— Start Given data —

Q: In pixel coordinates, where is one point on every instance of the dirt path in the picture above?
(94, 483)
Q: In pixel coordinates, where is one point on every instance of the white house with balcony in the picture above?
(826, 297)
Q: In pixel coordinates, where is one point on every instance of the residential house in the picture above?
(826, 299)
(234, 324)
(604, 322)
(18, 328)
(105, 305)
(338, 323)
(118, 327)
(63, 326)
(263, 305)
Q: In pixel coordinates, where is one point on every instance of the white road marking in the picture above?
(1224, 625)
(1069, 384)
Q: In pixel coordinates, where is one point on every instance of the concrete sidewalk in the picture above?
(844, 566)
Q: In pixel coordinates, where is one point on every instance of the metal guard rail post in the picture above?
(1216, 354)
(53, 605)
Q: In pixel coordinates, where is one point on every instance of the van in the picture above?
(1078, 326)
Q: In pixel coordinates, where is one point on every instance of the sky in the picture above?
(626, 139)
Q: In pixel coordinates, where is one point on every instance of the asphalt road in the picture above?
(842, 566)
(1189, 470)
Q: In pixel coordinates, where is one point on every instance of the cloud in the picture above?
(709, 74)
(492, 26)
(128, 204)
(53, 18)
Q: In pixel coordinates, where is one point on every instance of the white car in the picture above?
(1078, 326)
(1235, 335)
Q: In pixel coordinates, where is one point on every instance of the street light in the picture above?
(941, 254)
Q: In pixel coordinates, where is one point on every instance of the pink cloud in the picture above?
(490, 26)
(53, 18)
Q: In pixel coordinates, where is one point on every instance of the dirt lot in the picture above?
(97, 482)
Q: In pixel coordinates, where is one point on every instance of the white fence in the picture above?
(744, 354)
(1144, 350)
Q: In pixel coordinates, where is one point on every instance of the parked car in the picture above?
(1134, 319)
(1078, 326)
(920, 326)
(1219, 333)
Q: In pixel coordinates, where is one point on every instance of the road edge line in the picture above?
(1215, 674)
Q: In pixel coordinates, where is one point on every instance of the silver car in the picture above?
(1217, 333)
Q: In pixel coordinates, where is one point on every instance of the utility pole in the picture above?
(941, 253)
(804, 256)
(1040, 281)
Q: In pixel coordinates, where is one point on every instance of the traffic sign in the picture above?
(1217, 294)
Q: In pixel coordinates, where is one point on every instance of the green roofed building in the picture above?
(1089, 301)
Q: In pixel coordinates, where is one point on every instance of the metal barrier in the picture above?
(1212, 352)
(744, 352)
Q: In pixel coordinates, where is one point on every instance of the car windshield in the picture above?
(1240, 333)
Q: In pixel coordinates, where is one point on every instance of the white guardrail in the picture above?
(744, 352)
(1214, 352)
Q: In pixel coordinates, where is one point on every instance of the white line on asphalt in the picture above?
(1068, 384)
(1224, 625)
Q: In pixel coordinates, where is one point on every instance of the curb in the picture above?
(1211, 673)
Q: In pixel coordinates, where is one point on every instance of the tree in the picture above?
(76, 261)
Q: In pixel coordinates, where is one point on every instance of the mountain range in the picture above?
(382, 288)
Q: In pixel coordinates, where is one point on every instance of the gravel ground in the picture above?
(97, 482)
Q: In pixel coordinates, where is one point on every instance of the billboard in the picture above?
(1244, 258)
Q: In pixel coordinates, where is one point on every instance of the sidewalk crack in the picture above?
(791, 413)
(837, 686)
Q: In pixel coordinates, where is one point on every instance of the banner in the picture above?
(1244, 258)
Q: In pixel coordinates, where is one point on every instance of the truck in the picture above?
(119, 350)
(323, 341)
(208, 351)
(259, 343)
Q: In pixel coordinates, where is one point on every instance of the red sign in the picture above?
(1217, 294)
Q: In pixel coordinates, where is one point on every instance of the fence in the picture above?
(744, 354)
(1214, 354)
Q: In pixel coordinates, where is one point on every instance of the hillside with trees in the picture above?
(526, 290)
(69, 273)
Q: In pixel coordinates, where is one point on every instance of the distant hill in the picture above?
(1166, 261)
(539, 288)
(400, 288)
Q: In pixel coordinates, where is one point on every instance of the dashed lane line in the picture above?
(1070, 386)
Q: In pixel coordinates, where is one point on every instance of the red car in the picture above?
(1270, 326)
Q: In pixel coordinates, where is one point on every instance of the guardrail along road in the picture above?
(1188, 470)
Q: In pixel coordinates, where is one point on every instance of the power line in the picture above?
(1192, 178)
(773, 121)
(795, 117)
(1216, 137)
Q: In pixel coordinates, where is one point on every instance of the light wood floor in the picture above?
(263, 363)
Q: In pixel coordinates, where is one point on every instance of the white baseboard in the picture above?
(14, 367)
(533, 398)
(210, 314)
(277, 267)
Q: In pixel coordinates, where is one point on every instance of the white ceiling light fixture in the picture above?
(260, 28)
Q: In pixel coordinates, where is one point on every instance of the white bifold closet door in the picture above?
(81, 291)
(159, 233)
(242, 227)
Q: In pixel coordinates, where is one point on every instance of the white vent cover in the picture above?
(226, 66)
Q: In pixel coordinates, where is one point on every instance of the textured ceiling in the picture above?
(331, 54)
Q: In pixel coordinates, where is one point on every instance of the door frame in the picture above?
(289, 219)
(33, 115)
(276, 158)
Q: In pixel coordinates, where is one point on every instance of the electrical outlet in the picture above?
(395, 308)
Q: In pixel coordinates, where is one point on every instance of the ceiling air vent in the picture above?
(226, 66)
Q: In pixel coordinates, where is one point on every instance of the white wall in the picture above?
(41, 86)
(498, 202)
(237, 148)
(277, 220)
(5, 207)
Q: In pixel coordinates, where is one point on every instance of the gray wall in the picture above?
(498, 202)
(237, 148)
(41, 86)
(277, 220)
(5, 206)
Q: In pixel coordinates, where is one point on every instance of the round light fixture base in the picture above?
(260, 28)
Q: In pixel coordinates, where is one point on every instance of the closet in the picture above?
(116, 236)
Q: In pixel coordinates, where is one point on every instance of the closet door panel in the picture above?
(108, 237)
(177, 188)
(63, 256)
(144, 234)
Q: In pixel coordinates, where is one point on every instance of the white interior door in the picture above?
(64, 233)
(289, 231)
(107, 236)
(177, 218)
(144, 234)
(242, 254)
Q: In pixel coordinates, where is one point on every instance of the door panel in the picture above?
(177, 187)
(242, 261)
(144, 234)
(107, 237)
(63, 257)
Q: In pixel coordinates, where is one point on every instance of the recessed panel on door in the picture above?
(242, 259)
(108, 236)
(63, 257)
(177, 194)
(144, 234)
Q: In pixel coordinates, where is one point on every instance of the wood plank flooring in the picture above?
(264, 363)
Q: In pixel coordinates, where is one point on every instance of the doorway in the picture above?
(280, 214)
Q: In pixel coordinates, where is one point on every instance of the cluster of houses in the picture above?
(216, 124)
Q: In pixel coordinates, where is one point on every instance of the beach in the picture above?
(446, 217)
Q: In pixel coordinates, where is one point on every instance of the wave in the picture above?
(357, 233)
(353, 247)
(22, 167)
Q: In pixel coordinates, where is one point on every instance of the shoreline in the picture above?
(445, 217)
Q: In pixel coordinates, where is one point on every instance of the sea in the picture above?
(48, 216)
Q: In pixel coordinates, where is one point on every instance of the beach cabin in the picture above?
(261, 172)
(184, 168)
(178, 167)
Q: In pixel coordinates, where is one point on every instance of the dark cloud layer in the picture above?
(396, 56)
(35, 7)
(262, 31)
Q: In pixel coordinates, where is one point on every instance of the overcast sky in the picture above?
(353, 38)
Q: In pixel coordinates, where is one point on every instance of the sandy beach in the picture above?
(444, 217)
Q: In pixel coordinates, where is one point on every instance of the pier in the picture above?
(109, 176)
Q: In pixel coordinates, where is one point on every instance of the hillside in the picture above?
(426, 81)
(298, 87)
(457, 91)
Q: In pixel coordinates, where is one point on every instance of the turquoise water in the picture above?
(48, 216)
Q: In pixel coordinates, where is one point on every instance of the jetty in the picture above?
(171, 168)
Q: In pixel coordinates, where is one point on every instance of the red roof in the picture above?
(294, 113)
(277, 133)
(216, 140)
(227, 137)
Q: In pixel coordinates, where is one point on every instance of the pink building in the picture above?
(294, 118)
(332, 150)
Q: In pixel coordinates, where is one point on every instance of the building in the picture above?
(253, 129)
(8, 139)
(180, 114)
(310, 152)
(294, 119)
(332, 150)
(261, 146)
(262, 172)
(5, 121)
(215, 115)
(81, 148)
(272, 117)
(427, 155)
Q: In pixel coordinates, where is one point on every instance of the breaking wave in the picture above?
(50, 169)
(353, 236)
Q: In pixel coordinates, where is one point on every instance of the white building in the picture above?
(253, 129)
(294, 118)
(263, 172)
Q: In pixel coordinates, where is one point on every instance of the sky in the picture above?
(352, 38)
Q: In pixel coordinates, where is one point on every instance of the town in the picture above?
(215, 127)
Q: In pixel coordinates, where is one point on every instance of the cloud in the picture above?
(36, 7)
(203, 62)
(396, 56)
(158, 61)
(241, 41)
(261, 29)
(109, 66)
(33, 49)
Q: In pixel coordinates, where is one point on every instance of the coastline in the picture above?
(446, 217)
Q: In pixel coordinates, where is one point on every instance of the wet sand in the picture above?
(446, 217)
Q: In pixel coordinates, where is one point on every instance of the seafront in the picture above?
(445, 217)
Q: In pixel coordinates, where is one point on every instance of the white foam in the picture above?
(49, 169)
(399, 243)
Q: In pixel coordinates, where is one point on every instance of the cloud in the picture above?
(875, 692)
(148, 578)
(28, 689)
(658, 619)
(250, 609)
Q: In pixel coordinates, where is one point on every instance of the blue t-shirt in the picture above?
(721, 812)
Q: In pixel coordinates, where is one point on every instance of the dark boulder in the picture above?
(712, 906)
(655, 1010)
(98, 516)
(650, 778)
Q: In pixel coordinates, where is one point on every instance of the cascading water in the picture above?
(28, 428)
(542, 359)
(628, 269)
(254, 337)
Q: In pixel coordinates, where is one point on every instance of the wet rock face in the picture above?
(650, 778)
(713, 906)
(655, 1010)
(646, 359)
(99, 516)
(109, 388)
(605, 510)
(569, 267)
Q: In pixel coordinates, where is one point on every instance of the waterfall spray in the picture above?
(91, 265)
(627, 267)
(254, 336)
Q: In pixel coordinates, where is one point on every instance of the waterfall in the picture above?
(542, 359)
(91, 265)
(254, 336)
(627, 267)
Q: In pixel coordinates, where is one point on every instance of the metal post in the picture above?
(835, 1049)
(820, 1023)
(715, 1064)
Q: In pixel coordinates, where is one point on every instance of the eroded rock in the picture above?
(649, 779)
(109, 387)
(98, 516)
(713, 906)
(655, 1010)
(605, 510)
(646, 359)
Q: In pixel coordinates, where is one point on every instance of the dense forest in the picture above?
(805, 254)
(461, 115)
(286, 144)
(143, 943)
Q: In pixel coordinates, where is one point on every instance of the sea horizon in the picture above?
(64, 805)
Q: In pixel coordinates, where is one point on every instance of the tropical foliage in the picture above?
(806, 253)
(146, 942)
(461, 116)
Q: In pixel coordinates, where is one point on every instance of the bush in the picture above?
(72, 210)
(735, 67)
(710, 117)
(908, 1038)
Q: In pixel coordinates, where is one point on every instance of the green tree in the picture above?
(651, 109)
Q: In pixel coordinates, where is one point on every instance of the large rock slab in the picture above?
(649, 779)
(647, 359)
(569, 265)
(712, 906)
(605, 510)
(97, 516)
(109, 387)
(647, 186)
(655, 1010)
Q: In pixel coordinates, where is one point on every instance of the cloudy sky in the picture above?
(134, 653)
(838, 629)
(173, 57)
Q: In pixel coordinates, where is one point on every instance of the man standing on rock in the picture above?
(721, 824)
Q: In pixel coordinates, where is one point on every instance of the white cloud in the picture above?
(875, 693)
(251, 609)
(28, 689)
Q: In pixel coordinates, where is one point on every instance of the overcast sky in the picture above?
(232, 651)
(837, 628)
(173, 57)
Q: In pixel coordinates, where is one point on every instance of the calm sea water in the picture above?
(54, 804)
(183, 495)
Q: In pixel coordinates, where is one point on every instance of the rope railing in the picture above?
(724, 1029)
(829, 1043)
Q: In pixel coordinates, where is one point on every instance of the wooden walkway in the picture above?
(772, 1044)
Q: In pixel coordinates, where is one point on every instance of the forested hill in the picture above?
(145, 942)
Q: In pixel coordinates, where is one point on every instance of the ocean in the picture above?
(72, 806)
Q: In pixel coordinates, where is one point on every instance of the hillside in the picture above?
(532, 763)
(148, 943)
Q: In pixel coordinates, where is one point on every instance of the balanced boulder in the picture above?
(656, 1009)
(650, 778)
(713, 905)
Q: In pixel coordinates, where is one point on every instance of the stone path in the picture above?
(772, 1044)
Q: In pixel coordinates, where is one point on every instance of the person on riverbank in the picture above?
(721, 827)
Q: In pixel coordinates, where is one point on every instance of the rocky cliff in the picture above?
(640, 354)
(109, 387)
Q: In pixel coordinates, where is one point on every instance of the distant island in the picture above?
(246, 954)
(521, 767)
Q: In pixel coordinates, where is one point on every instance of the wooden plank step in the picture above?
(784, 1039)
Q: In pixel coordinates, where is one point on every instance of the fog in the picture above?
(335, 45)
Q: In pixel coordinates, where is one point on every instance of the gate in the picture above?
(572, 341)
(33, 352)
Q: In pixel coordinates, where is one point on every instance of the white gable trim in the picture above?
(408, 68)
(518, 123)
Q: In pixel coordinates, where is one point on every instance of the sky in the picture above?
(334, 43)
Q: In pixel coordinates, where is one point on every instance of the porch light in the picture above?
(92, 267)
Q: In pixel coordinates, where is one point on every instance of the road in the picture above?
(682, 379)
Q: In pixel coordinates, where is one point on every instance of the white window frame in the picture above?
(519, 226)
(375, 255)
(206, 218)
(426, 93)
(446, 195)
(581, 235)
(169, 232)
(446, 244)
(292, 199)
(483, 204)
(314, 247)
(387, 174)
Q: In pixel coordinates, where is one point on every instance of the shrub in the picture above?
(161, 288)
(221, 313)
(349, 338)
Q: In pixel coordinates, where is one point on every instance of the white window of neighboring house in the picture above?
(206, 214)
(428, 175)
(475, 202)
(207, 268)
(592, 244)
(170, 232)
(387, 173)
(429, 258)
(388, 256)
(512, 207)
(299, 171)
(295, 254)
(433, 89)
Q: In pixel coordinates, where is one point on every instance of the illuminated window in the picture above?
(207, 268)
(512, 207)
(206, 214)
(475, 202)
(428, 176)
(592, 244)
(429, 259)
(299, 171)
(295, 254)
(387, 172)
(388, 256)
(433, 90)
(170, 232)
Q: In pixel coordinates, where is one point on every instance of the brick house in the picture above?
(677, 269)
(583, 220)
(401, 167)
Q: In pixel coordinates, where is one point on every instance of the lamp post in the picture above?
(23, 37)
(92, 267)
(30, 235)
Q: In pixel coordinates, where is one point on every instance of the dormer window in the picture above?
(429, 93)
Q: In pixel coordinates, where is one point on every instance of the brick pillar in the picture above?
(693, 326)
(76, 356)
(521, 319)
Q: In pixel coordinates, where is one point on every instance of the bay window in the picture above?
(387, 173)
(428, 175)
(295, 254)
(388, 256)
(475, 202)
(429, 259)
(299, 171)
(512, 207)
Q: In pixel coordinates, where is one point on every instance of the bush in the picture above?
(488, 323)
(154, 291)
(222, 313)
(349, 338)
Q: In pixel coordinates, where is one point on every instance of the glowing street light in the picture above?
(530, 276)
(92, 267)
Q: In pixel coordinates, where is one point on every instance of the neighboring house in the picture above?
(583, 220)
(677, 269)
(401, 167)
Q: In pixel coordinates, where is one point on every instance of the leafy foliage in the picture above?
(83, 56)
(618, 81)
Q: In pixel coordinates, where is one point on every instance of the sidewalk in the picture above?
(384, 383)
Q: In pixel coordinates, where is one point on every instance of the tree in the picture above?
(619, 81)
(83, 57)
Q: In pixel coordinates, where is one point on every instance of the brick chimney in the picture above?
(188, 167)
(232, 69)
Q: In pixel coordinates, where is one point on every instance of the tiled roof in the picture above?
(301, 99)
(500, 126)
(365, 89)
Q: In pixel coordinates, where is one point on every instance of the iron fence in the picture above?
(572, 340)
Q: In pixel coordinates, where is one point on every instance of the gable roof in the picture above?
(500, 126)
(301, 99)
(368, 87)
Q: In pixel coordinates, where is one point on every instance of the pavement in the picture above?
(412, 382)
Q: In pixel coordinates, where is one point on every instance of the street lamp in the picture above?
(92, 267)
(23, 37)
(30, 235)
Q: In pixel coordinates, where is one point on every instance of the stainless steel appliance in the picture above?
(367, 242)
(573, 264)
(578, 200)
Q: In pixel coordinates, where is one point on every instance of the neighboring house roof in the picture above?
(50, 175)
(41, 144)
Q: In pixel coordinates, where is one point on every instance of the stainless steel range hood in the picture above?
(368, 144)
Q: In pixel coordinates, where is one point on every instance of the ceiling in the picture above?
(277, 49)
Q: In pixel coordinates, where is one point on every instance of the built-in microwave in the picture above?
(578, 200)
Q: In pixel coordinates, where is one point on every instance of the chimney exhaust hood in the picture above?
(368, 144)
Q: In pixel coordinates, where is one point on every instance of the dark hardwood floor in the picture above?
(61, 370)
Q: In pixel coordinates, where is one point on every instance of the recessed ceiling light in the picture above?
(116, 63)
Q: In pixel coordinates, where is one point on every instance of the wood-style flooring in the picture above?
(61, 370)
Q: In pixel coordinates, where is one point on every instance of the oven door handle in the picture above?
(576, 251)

— End Given data —

Repeat exactly the lines above from the line that contains "appliance in the picture above?" through the end. Include both of these ends; leave out everything else.

# Exercise answer
Q: In pixel coordinates, where is one point on every instance of the stainless steel appliance in the picture above?
(367, 242)
(573, 264)
(578, 200)
Q: In pixel coordinates, where is one point on every instance of the neighboring house roof in the picture above?
(50, 175)
(41, 144)
Q: In pixel coordinates, where is one point on every instance of the stainless steel range hood in the picture above?
(368, 144)
Q: In pixel coordinates, where is one point on every instance of the ceiling in the picture above?
(277, 49)
Q: In pixel coordinates, where is one point on every instance of the built-in microwave in the picture above?
(578, 200)
Q: In pixel coordinates, where is one point on every instance of the chimney exhaust hood in the picture above?
(368, 144)
Q: In pixel coordinates, where is one point on every instance of the dark hardwood floor in the picture above?
(61, 370)
Q: In pixel coordinates, where is one point on every instance of the recessed ceiling light in the picture above?
(116, 63)
Q: In pixel coordinates, where is one point on every instance of the wood-style flooring in the picture above?
(61, 370)
Q: In pixel coordinates, where is one point on every instance of the oven door handle in the picture above?
(576, 251)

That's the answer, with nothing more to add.